Text to read —
------------------------

The Ashland Independent Film Festival is held in Ashland, Oregon, United States. It has been organized by the non-profit Southern Oregon Film Society since 2001. Founded by D.W. and Steve Wood, the festival is held each spring over five days at the Varsity Theatre in downtown Ashland and the Historic Ashland Armory in the Railroad District.  The festival presents international and domestic shorts and features, including drama, comedy, documentary, and animation.

About 
Most of the independent films show on the five screens at the art-deco Varsity Theatre located in the heart of downtown Ashland. Special events and large screenings (Calvin Marshall, The River Why, Tattoo the World) are held at the Historic Ashland Armory nearby, a venue that seats 500 people. In addition to the screenings, the Ashland Independent Film Festival hosts several social-gathering and artistic events. These include an Opening-Night Gala, filmmaker Q&A sessions after screenings, filmmaker panels, art exhibits and a nightly after-LOUNGE. The local pub is a good place where filmmakers and film goers have the opportunity to mingle and interact. In 2010, approximately 6,500 people attended the film festival, collectively purchasing 16,800 tickets.

------------------------

(Spatial annotation records)

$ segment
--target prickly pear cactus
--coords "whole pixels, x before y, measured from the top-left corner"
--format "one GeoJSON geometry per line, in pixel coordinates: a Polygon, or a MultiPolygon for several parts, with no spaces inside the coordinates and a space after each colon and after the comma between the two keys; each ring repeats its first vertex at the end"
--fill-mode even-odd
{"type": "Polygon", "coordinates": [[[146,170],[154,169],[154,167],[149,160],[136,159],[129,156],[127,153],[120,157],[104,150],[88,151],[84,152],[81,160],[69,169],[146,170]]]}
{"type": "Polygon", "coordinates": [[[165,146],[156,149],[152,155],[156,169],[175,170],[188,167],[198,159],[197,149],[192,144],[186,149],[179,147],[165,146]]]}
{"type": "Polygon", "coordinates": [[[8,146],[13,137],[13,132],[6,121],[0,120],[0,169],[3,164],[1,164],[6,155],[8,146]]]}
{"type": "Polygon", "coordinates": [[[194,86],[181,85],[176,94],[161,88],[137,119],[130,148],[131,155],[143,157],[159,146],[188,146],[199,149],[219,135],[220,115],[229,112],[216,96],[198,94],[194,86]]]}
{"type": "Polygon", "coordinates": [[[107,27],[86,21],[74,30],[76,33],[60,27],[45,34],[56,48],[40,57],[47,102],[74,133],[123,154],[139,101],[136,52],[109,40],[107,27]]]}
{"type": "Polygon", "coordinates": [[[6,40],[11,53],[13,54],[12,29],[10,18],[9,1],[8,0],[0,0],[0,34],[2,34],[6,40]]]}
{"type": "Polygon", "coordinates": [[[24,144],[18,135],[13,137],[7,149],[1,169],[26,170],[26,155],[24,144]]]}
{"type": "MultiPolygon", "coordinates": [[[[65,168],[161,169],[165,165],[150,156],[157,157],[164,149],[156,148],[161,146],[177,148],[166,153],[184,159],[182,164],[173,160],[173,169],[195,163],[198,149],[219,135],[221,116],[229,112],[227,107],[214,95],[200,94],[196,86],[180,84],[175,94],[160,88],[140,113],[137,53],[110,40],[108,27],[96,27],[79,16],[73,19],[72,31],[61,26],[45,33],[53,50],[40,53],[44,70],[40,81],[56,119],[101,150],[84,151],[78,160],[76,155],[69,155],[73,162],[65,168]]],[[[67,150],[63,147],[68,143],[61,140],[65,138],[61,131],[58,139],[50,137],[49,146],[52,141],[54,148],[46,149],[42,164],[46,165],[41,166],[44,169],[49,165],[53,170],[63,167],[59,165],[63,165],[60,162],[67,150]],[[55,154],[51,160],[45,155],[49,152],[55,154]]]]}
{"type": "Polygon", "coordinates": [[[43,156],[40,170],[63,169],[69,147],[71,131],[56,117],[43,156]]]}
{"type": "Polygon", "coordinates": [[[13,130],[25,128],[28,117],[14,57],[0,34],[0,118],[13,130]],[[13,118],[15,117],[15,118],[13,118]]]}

------------------------

Required task 1 — According to the Ashland film festival text, how many people can the Historic Ashland Armory seat?
Required task 2 — Pick up the Ashland film festival text again, carrying it on past its final sentence.

Exercise response 1 — It seats 500 people.

Exercise response 2 —
Local programs 
In addition to submissions from around the globe, the festival adopts a fee-free entrance policy for local filmmakers to urge them to submit their films and encourages Ashland residents to attend by running two free "Locals Only" programs during the festival.  The festival has also won success with their Launch Program. it is a free program open to all students in Southern Oregon. It encourages them to make their own films and submit them. Chances are they may be selected for a special showcase each year.  In 2010, a special "Made in Oregon" presentation was added to the festival's awards ceremony in acknowledgment of the record set:  25% of the films presented at the festival were shot in Oregon.

Awards offered 

 Best Feature
 Best Documentary: Feature Length
 Best Documentary: Short Subject
 Best Animated Short
 Best Short
 Best Acting Ensemble
 Family Choice
 Best Short Film: Dramatic or Documentary
 Rogue Creamery Audience Award: Best Documentary
 John C. Schweiger Audience Award: Dramatic Feature
 Best Cinematography, The Gerald Hirschfeld, ASC Award: Feature
 Rogue Award

Past special guests 
 Bruce Campbell
 Les Blank
 Ed Hardy
 Helen Hunt
 Albert Maysles
 Elvis Mitchell
 Will Vinton

Economic impact 
The 2010 festival attendees, 40% of whom came from outside of Ashland, created a $2.8 million economic impact in the community in the 2010 fiscal year.  More than 1200 attendees completed surveys from which the following information was gathered:
 86% patronized local restaurants
 62% patronized local retail shops
 25% patronized local galleries

Praise 
The festival continues to gain national attention as a high-quality regional film festival.
 Ernest Hardy of the LA Weekly said the festival is "well on its way to being one of my favorite American film festivals, period. It's the almost - perfect blend of programming, audience and location."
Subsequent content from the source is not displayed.